-- Opening Marker --

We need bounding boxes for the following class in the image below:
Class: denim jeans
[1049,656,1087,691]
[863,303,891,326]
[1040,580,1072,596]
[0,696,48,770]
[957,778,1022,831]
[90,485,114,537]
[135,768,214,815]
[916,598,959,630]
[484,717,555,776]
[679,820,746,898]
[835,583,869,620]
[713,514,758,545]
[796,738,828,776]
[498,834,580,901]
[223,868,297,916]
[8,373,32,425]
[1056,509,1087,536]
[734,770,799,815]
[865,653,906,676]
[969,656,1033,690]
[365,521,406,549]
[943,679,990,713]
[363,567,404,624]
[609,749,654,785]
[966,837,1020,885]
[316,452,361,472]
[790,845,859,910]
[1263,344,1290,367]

-- Closing Marker --

* What needs to be done
Return all the data above once more, precisely as given.

* Task output
We need bounding boxes for the following class in the image below:
Class: denim jeans
[1049,656,1087,691]
[863,303,891,326]
[1040,580,1072,596]
[0,696,48,770]
[957,778,1022,831]
[90,485,114,537]
[135,768,214,815]
[916,598,959,630]
[484,717,555,776]
[679,820,746,898]
[835,583,869,620]
[713,514,758,545]
[796,738,828,776]
[498,834,580,901]
[223,868,297,916]
[8,373,32,425]
[1056,509,1087,536]
[734,770,799,815]
[865,653,906,676]
[969,656,1033,690]
[365,521,406,549]
[943,679,990,713]
[363,567,404,624]
[609,749,654,785]
[966,837,1020,885]
[316,452,361,472]
[790,845,859,910]
[1263,344,1290,367]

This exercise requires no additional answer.